## What to do
Up to and including the final line, please copy every line exactly, starting from the one that contains "Target: roof ridge vent" in the material below.

** Opening Dataset content block **

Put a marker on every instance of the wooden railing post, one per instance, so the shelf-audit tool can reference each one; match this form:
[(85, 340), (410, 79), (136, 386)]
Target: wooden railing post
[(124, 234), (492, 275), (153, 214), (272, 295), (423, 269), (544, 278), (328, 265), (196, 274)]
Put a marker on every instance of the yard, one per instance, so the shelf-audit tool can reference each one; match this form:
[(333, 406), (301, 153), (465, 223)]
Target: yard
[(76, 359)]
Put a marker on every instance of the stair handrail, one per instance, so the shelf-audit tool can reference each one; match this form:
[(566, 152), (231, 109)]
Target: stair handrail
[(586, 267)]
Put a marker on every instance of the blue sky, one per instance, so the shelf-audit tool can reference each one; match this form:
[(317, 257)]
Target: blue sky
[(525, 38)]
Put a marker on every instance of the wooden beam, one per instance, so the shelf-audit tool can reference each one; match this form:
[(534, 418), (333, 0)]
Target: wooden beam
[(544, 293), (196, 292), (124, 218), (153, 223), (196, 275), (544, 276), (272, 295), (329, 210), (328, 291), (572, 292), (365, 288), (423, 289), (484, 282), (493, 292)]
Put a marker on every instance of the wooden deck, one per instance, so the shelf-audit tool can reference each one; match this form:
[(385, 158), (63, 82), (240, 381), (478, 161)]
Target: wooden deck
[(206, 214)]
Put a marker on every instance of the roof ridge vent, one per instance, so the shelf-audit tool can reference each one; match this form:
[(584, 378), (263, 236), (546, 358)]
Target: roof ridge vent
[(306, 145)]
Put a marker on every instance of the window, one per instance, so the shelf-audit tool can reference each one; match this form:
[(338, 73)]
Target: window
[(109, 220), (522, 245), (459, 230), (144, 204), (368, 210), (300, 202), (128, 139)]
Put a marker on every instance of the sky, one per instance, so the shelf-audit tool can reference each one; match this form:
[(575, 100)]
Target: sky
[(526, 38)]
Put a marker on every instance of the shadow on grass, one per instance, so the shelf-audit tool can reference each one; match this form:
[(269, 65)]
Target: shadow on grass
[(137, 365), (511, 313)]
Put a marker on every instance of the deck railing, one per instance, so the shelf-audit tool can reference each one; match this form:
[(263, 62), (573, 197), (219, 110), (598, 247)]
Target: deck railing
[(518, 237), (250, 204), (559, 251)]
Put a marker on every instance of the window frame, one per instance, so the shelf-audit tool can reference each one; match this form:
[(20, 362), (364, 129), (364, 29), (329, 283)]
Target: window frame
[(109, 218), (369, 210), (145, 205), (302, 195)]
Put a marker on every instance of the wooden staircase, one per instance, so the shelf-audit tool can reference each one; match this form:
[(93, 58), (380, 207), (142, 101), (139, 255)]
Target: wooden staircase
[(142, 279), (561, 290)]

** Closing Dataset content block **

## Answer to this exercise
Target: roof ridge vent
[(306, 145)]
Put a marker on every instance of the window, one per instance, so the shelf-audit tool can reference each one; match this form:
[(338, 73)]
Target: window
[(109, 220), (522, 245), (459, 230), (144, 204), (368, 210), (300, 202), (128, 139)]
Put a marker on every instance of the sky, one per instance, so the shelf-audit tool can reference each one; match this form:
[(575, 100)]
Target: sky
[(526, 38)]
Put a marker on every instance of the shadow on grass, one per instance, so the shelf-audit tool can reference each one; match this form:
[(269, 65)]
Target: shadow on grass
[(137, 365), (511, 313)]
Put a marker on every instance of the deck railing, one per instance, so the shelf-audit tool can reference each one; match this form:
[(263, 62), (573, 197), (219, 110), (598, 247)]
Target: deck railing
[(518, 237), (250, 204), (559, 251)]
Put a marker on every instance of the window frame, one per instance, so the shelf-audit tool can reference each one; match this form:
[(20, 362), (364, 129), (364, 29), (329, 283)]
Target: window frame
[(109, 218), (369, 210), (145, 205), (302, 195)]
Put a marker on every instance of the wooden staircase, one per instance, so the shelf-audit tool can reference each one; match this form:
[(93, 58), (380, 207), (142, 101), (139, 255)]
Target: wooden staircase
[(142, 279), (561, 290)]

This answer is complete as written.